Look through the data below for the line with "the gray wooden slat", and transcribe it exactly together with each line after it up to and including the line with "target | brown stem". Give nothing else.
BEGIN THE DATA
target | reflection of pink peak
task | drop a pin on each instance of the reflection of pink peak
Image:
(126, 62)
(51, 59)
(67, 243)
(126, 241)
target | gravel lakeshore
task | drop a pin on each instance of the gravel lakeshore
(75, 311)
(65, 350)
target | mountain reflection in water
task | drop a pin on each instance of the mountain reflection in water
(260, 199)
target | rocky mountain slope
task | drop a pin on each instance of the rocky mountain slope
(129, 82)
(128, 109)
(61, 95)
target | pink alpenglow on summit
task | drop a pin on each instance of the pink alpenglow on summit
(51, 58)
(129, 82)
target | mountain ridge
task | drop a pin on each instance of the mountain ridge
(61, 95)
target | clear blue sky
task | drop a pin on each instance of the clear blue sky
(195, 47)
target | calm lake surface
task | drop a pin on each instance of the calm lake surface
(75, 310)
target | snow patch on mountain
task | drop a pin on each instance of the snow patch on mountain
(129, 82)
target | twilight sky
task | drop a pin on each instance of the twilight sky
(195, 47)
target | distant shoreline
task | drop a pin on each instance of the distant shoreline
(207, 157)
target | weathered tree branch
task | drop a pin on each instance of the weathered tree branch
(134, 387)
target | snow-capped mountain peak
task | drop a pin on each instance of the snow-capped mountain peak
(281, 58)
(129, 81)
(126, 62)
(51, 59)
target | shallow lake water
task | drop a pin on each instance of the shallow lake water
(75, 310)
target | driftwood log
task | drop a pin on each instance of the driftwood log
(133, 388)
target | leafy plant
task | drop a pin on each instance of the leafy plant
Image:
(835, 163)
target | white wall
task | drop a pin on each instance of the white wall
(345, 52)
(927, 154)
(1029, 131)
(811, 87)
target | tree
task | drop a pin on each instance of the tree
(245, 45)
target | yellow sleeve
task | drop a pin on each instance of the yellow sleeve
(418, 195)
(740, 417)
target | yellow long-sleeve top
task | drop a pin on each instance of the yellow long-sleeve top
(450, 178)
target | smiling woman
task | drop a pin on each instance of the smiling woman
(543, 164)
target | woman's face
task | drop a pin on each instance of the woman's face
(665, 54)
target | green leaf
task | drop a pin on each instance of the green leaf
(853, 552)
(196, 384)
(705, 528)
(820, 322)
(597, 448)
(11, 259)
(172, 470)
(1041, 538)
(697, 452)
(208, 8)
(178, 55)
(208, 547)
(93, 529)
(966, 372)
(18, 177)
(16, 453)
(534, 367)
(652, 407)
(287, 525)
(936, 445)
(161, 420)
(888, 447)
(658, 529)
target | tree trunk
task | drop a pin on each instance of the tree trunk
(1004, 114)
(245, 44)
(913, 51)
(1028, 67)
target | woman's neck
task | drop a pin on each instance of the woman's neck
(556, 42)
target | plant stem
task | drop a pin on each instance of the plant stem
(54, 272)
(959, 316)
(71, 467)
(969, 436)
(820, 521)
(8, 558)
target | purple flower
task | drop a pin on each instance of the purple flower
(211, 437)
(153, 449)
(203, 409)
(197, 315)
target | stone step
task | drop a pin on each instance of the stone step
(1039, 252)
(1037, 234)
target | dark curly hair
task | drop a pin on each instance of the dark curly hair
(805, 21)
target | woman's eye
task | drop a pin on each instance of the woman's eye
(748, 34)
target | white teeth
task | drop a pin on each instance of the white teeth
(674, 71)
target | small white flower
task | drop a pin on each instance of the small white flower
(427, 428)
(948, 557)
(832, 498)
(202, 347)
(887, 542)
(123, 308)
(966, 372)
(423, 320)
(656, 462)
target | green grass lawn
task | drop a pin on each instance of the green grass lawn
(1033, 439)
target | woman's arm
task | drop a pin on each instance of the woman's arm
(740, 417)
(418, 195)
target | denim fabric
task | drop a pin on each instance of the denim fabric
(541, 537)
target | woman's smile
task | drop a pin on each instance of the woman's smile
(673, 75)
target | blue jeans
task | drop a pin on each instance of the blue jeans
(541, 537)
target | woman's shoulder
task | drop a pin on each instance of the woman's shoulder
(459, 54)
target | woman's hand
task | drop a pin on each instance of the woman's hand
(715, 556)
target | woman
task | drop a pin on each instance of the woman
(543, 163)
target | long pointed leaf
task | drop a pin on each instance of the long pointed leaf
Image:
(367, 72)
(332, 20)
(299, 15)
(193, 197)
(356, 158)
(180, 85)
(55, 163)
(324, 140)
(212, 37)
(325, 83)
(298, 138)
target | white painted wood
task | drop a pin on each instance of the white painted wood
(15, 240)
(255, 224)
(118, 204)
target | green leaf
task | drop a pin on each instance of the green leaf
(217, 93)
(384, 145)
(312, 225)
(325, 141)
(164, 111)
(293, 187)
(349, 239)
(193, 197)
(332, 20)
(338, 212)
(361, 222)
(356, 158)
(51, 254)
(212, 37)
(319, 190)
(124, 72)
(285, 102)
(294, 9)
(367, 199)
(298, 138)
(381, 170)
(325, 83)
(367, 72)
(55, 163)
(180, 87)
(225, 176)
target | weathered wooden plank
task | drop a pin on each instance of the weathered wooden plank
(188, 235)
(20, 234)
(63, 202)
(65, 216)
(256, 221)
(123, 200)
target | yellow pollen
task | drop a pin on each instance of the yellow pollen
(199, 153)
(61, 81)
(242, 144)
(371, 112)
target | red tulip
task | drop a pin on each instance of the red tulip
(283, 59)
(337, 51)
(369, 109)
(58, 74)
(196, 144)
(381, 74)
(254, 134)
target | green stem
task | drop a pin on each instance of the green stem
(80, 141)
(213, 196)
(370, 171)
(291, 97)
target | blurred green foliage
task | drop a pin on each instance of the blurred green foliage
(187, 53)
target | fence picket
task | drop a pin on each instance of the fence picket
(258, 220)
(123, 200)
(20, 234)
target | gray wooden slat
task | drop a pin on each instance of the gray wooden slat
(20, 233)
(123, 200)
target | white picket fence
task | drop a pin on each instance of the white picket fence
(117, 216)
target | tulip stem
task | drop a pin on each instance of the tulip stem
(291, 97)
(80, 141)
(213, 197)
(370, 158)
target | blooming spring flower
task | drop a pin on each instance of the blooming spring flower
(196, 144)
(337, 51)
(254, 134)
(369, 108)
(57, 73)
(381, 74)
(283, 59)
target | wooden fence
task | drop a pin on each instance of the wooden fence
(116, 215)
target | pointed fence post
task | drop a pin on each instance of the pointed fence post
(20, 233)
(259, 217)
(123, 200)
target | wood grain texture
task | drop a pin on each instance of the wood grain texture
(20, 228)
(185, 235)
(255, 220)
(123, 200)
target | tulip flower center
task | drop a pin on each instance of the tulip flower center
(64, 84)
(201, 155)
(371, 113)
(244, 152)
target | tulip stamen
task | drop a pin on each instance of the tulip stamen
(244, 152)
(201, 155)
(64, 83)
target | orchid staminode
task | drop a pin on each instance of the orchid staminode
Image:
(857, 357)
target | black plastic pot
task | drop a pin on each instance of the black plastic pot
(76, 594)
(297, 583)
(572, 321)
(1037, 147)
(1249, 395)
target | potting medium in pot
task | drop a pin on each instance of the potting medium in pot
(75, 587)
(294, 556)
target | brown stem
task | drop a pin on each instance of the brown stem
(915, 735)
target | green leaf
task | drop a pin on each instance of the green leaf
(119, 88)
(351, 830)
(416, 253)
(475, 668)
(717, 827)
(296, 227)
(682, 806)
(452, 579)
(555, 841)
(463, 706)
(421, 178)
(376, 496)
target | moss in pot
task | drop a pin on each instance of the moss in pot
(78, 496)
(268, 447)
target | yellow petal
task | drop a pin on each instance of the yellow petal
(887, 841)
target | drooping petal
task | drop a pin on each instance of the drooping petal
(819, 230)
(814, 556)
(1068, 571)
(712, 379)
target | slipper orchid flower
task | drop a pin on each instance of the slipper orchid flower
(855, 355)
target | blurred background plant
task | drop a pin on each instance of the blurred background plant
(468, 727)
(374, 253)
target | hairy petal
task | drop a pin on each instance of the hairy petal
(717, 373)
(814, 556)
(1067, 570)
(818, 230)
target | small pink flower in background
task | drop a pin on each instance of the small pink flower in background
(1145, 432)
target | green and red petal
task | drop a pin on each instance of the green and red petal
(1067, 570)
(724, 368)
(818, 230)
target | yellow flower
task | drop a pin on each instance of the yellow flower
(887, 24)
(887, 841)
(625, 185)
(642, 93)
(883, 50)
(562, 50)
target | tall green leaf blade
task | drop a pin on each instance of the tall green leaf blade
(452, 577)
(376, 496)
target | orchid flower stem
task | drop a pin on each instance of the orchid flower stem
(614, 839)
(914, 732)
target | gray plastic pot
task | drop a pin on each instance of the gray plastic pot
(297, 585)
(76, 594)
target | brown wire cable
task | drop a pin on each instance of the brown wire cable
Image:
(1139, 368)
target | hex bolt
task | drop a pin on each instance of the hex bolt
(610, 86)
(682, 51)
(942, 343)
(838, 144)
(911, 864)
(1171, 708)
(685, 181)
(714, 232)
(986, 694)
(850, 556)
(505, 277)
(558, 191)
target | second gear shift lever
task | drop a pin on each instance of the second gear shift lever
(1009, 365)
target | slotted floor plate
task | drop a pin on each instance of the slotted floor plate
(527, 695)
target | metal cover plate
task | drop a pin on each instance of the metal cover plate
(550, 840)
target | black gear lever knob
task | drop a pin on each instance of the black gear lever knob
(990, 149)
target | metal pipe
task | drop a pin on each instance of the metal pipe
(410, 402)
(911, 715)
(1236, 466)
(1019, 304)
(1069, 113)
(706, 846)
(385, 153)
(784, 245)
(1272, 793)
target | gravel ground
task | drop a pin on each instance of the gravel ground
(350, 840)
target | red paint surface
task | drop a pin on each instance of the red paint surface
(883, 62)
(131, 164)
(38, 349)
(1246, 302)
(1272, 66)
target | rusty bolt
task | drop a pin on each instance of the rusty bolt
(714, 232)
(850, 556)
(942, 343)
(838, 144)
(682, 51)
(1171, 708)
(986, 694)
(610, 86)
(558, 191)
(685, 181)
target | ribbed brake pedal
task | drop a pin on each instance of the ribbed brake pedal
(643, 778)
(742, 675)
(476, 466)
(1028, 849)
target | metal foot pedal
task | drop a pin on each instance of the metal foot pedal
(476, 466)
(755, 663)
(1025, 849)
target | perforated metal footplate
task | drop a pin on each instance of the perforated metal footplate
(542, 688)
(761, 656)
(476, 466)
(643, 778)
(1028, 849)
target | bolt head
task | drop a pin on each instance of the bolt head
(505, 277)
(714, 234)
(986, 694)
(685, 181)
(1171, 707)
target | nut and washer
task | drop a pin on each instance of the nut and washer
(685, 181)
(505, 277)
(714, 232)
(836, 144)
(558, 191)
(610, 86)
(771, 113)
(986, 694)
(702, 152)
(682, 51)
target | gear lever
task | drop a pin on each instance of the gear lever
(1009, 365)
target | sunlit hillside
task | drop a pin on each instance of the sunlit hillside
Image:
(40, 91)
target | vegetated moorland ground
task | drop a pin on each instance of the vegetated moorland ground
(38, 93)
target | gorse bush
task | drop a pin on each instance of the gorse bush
END THE DATA
**YOUR RESPONSE**.
task | drop a pin on each instance of the gray wooden slat
(20, 233)
(123, 200)
target | white picket fence
task | drop a pin on each instance of the white picket fence
(117, 216)
target | tulip stem
task | drop a pin on each instance of the tulip stem
(291, 97)
(80, 141)
(213, 197)
(370, 158)
target | blooming spring flower
task | drop a pin on each instance of the blooming spring flower
(196, 144)
(337, 51)
(254, 134)
(369, 108)
(57, 73)
(381, 74)
(283, 59)
target | wooden fence
task | drop a pin on each instance of the wooden fence
(116, 215)
target | pointed fence post
task | drop a pin on each instance of the pointed fence post
(20, 233)
(259, 217)
(123, 200)
target | wood grain texture
task | drop a pin on each instance of the wood grain texture
(20, 228)
(185, 235)
(255, 220)
(123, 200)
target | tulip flower center
task | drop a pin on each instance of the tulip flower center
(64, 84)
(201, 155)
(371, 113)
(244, 152)
target | tulip stamen
task | drop a pin on each instance of the tulip stamen
(244, 152)
(201, 155)
(64, 83)
target | orchid staminode
task | drop a pin on each instance of the orchid staminode
Image:
(857, 357)
target | black plastic pot
task | drop a pin on each instance of the black plastic pot
(76, 594)
(297, 583)
(572, 321)
(1037, 147)
(1249, 395)
target | potting medium in pot
task | drop a pin on each instance of the potting medium in pot
(75, 587)
(294, 556)
target | brown stem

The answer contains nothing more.